*** Opening DATA RECORDS ***
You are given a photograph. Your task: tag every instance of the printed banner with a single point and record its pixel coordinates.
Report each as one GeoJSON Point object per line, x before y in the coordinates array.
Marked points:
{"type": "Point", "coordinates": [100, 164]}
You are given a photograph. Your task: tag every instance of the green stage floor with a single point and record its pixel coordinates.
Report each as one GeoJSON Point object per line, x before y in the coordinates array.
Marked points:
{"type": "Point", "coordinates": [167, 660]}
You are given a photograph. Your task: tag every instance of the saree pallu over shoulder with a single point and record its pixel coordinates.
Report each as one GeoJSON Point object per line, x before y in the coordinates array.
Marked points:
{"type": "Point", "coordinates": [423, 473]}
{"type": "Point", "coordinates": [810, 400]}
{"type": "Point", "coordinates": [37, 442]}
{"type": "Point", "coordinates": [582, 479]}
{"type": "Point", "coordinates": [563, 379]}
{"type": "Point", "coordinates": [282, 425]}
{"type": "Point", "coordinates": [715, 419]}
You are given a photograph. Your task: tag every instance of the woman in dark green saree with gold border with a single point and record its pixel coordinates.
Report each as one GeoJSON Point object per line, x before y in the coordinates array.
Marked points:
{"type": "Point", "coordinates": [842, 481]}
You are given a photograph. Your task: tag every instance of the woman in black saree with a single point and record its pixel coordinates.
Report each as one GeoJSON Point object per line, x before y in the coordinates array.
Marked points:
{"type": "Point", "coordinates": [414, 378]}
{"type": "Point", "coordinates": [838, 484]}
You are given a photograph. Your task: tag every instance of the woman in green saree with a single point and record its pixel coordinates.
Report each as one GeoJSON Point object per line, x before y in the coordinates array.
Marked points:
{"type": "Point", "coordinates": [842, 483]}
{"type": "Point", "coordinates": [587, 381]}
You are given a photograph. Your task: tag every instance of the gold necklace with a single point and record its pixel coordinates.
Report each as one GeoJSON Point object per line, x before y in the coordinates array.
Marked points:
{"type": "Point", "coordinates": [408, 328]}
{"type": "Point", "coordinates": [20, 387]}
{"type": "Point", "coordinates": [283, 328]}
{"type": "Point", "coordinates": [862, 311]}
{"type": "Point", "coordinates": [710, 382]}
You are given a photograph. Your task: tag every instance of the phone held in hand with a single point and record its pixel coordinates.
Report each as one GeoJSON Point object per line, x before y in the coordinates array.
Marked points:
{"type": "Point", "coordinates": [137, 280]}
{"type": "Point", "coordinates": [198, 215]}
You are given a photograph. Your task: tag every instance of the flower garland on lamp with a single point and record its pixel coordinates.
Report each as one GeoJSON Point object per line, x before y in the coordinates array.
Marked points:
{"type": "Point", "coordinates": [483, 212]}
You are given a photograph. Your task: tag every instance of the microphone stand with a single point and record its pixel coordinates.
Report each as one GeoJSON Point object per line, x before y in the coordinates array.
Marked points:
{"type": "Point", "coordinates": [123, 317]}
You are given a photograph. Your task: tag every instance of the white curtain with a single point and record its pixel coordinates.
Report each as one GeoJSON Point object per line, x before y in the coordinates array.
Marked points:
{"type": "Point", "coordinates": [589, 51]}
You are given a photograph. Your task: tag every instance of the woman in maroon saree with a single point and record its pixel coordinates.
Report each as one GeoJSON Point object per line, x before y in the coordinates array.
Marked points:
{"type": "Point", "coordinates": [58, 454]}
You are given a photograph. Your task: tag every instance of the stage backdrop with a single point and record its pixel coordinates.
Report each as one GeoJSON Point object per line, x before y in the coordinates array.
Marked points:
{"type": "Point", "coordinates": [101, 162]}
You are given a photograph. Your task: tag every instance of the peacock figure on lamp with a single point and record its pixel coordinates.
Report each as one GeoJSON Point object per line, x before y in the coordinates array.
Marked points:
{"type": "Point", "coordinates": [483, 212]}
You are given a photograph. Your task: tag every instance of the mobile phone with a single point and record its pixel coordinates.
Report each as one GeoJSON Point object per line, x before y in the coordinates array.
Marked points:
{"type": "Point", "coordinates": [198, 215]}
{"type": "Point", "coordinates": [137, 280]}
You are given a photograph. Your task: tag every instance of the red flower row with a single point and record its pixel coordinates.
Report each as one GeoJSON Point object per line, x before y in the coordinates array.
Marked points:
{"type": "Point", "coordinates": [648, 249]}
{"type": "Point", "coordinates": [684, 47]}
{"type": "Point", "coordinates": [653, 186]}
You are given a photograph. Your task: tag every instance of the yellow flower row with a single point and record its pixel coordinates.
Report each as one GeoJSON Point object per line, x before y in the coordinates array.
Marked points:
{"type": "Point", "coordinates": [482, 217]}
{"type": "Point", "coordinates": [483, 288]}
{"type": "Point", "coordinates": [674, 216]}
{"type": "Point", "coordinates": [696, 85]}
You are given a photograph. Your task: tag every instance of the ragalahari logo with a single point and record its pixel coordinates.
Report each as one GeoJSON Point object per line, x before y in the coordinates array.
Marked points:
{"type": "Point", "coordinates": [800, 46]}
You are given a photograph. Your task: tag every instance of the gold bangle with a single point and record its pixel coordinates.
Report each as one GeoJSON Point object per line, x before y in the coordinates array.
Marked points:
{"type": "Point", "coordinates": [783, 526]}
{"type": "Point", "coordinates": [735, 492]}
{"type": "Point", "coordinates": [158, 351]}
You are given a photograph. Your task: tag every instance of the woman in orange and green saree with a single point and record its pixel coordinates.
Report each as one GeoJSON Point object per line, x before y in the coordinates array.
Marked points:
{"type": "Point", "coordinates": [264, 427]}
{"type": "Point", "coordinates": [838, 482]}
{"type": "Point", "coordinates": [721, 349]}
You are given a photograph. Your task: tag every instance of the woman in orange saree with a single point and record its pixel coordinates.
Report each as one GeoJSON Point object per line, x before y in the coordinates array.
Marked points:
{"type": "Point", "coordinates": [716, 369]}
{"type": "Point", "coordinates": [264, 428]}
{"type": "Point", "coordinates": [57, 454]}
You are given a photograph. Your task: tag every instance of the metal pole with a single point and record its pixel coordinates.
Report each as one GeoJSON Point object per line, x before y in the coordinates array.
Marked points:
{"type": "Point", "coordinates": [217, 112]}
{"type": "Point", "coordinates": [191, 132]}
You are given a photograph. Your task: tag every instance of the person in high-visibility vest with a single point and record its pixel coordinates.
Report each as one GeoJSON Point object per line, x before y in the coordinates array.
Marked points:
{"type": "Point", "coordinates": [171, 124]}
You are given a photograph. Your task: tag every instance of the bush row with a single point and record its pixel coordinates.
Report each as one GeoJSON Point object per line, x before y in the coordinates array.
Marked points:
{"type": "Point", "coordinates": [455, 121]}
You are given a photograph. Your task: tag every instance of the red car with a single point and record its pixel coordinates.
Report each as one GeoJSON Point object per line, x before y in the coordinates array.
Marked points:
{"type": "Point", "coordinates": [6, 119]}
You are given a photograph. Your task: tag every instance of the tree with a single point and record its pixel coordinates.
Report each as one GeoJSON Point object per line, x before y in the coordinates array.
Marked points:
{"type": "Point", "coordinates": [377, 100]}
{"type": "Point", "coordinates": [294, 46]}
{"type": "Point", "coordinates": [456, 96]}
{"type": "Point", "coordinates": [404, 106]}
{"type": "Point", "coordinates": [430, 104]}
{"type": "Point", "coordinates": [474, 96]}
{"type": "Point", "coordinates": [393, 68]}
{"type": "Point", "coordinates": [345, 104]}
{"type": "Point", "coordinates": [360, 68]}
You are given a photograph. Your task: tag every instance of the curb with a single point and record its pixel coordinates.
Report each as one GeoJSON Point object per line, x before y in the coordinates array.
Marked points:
*** Closing DATA RECORDS ***
Transcribe each entry above exactly as it reads.

SOLUTION FOR THIS EXERCISE:
You are given a photograph. Your task: tag every instance of the printed banner with a single point and record its pixel coordinates.
Report each as one GeoJSON Point object per line, x before y in the coordinates array.
Marked points:
{"type": "Point", "coordinates": [100, 164]}
You are given a photograph. Your task: tag every instance of the green stage floor with a single point and record its pixel coordinates.
Report each as one GeoJSON Point object per line, x before y in the coordinates array.
Marked points:
{"type": "Point", "coordinates": [167, 660]}
You are given a photograph. Your task: tag every instance of the saree pallu over shoulder with a single point and record its pixel coordinates.
Report each as one GeoJSON Point object per line, x before y in the coordinates array.
Marked points:
{"type": "Point", "coordinates": [423, 473]}
{"type": "Point", "coordinates": [810, 400]}
{"type": "Point", "coordinates": [37, 442]}
{"type": "Point", "coordinates": [582, 479]}
{"type": "Point", "coordinates": [563, 379]}
{"type": "Point", "coordinates": [282, 425]}
{"type": "Point", "coordinates": [715, 419]}
You are given a photograph. Your task: tag every instance of the woman in dark green saree with gold border with a single point and record its pixel coordinates.
Report each as one GeoJSON Point object per line, x before y in the coordinates array.
Marked points:
{"type": "Point", "coordinates": [842, 481]}
You are given a photograph. Your task: tag every instance of the woman in black saree with a single point and record its pixel coordinates.
Report each as one GeoJSON Point object per line, x before y in the coordinates array.
Marked points:
{"type": "Point", "coordinates": [414, 378]}
{"type": "Point", "coordinates": [838, 484]}
You are given a photograph. Your task: tag every instance of the woman in green saree with a single point and record its pixel coordinates.
Report each as one GeoJSON Point object per line, x before y in the coordinates array.
Marked points:
{"type": "Point", "coordinates": [842, 483]}
{"type": "Point", "coordinates": [587, 381]}
You are given a photograph. Your task: tag every instance of the gold necklace with a single point and record its pixel coordinates.
Report each as one GeoJSON Point object per line, x before y in the coordinates array.
Marked points:
{"type": "Point", "coordinates": [408, 328]}
{"type": "Point", "coordinates": [20, 387]}
{"type": "Point", "coordinates": [283, 328]}
{"type": "Point", "coordinates": [862, 311]}
{"type": "Point", "coordinates": [710, 382]}
You are given a photograph. Your task: tag every instance of the phone held in hand with a single point and record its pixel coordinates.
Report each as one GeoJSON Point object per line, x before y in the coordinates array.
Marked points:
{"type": "Point", "coordinates": [137, 280]}
{"type": "Point", "coordinates": [198, 215]}
You are given a photograph. Your task: tag every instance of the flower garland on lamp with a single point and record its pixel coordinates.
Report each as one GeoJSON Point object per line, x before y in the coordinates array.
Marked points:
{"type": "Point", "coordinates": [483, 212]}
You are given a photograph. Your task: tag every instance of the microphone stand with a single point and record its pixel coordinates.
Report each as one GeoJSON Point object per line, x before y in the coordinates array.
Marked points:
{"type": "Point", "coordinates": [123, 317]}
You are given a photograph. Your task: tag every instance of the white curtain with a single point and record its pixel coordinates.
Report each as one GeoJSON Point object per line, x before y in the coordinates array.
Marked points:
{"type": "Point", "coordinates": [589, 51]}
You are given a photograph. Your task: tag every instance of the woman in maroon saree with a single point and record its pixel coordinates.
Report each as one GeoJSON Point object per line, x before y in the coordinates array.
Marked points:
{"type": "Point", "coordinates": [58, 454]}
You are given a photograph. Your task: tag every instance of the stage backdrop with a single point and record its pixel coordinates.
Report each as one GeoJSON Point object per line, x before y in the coordinates array.
Marked points:
{"type": "Point", "coordinates": [101, 162]}
You are given a photograph. Your task: tag every instance of the peacock figure on lamp with a single point and record its pixel coordinates.
Report each as one GeoJSON Point object per line, x before y in the coordinates array.
Marked points:
{"type": "Point", "coordinates": [483, 212]}
You are given a photograph. Your task: tag every instance of the mobile phone with a single point and record its pixel coordinates.
Report each as one GeoJSON Point object per line, x before y in the coordinates array.
Marked points:
{"type": "Point", "coordinates": [198, 215]}
{"type": "Point", "coordinates": [137, 280]}
You are given a photograph. Your task: tag every instance of the red flower row with a single point and record its pixel coordinates.
Report each as one GeoJSON Point object per line, x before y in the coordinates array.
Marked points:
{"type": "Point", "coordinates": [648, 249]}
{"type": "Point", "coordinates": [684, 47]}
{"type": "Point", "coordinates": [653, 186]}
You are given a photograph. Your task: tag every instance of the yellow flower row with a single point and record its pixel coordinates.
Report each as one GeoJSON Point object per line, x before y in the coordinates array.
Marked points:
{"type": "Point", "coordinates": [482, 217]}
{"type": "Point", "coordinates": [483, 288]}
{"type": "Point", "coordinates": [674, 216]}
{"type": "Point", "coordinates": [696, 85]}
You are given a photograph. Your task: tag every instance of the ragalahari logo with a single point and record its pixel coordinates.
Report each as one GeoJSON Point object per line, x before y in the coordinates array.
Marked points:
{"type": "Point", "coordinates": [800, 46]}
You are given a photograph. Your task: tag every instance of the gold bangle with a single point and record its pixel coordinates.
Report each as one GeoJSON Point object per line, x before y in the coordinates array.
Marked points:
{"type": "Point", "coordinates": [783, 526]}
{"type": "Point", "coordinates": [735, 492]}
{"type": "Point", "coordinates": [158, 351]}
You are given a photograph. Your task: tag every instance of the woman in orange and green saree with a single point and record its pixel coordinates.
Report each as one GeoJSON Point object per line, x before y in the coordinates array.
Marked points:
{"type": "Point", "coordinates": [264, 427]}
{"type": "Point", "coordinates": [838, 482]}
{"type": "Point", "coordinates": [721, 349]}
You are given a photograph. Your task: tag every instance of the woman in orange saree with a single point and record its pixel coordinates.
Report each as one GeoJSON Point object per line, x before y in the coordinates array.
Marked points:
{"type": "Point", "coordinates": [716, 369]}
{"type": "Point", "coordinates": [264, 428]}
{"type": "Point", "coordinates": [57, 454]}
You are given a photograph. Your task: tag every instance of the metal pole with a single point and record its pixel coordinates.
Report each as one GeoJSON Point object per line, x before y in the coordinates array.
Marked points:
{"type": "Point", "coordinates": [217, 112]}
{"type": "Point", "coordinates": [191, 132]}
You are given a photograph. Your task: tag every instance of the person in high-visibility vest with a single point and record its pixel coordinates.
Report each as one GeoJSON Point object per line, x before y in the coordinates array.
Marked points:
{"type": "Point", "coordinates": [171, 124]}
You are given a photograph. Your task: tag every instance of the bush row with a single point and record its pixel coordinates.
Report each as one GeoJSON Point object per line, x before y in the coordinates array.
Marked points:
{"type": "Point", "coordinates": [455, 121]}
You are given a photograph. Your task: tag every instance of the red car with a single point and record its pixel coordinates.
Report each as one GeoJSON Point object per line, x before y in the coordinates array.
Marked points:
{"type": "Point", "coordinates": [6, 119]}
You are given a photograph. Your task: tag every instance of the tree with a single point and record its pixel coordinates.
Report each as one GeoJSON Point object per line, x before y in the coordinates array.
Marked points:
{"type": "Point", "coordinates": [377, 100]}
{"type": "Point", "coordinates": [294, 46]}
{"type": "Point", "coordinates": [456, 96]}
{"type": "Point", "coordinates": [404, 106]}
{"type": "Point", "coordinates": [430, 104]}
{"type": "Point", "coordinates": [474, 96]}
{"type": "Point", "coordinates": [393, 68]}
{"type": "Point", "coordinates": [345, 104]}
{"type": "Point", "coordinates": [360, 68]}
You are given a photograph. Your task: tag every instance of the curb with a single point and record its pixel coordinates.
Report each as one GeoJSON Point object per line, x before y in the coordinates array.
Marked points:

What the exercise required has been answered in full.